### SHORT TASK
Write the material below as a JSON list of strings, one string per line, covering only the line with "[locate] rear wiper" up to and including the line with "<point>910,563</point>". Leave out any blank lines.

>> start RAW DATA

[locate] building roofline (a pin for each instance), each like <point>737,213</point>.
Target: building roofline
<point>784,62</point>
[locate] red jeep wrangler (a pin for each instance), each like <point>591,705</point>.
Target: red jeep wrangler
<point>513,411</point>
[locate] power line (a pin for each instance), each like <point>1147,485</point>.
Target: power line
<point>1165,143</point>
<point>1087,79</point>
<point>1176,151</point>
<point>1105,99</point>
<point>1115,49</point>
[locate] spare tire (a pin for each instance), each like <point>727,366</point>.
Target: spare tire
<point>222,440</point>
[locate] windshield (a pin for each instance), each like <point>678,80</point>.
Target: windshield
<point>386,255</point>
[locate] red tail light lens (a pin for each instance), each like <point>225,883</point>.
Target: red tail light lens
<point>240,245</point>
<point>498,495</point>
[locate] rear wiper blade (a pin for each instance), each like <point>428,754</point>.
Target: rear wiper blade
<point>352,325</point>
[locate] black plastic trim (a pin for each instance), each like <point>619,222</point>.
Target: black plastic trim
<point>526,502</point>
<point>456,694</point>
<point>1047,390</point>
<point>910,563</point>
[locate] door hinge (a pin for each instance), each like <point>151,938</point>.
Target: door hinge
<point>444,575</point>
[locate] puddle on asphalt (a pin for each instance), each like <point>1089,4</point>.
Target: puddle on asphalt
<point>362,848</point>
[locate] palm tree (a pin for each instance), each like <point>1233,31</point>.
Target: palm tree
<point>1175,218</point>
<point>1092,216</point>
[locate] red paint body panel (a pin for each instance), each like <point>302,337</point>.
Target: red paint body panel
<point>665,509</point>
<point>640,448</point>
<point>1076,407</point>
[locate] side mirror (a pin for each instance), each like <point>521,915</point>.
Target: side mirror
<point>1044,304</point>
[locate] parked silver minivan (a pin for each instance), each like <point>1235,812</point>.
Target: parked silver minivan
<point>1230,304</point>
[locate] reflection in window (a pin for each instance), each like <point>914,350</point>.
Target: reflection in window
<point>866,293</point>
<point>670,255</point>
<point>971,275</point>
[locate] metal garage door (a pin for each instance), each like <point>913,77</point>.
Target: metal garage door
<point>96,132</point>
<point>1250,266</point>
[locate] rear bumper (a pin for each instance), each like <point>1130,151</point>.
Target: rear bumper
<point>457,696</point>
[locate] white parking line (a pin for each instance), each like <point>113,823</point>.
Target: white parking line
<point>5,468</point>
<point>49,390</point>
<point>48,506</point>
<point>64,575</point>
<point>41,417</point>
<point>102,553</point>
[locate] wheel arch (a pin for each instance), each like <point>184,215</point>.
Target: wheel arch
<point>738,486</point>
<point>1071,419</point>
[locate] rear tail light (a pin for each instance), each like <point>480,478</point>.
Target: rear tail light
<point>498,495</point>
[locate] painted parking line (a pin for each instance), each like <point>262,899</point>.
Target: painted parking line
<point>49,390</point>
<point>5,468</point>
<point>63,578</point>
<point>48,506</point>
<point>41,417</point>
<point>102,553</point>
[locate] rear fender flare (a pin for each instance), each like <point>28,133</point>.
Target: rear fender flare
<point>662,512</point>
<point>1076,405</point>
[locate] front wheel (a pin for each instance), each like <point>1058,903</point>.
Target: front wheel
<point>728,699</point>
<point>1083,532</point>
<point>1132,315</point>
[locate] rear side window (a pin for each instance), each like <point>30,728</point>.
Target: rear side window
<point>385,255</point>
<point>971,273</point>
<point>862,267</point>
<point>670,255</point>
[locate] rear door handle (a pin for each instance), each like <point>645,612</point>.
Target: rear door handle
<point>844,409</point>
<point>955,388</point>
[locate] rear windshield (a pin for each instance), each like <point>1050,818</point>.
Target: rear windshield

>> end RAW DATA

### WRITTEN RESPONSE
[
  "[locate] rear wiper blade (a pin for each instance), each like <point>428,754</point>.",
  "Target: rear wiper blade",
  "<point>352,325</point>",
  "[locate] black plastic trim (a pin for each instance), each like <point>619,222</point>.",
  "Target: black plastic trim",
  "<point>526,502</point>",
  "<point>456,694</point>",
  "<point>1047,390</point>",
  "<point>910,563</point>"
]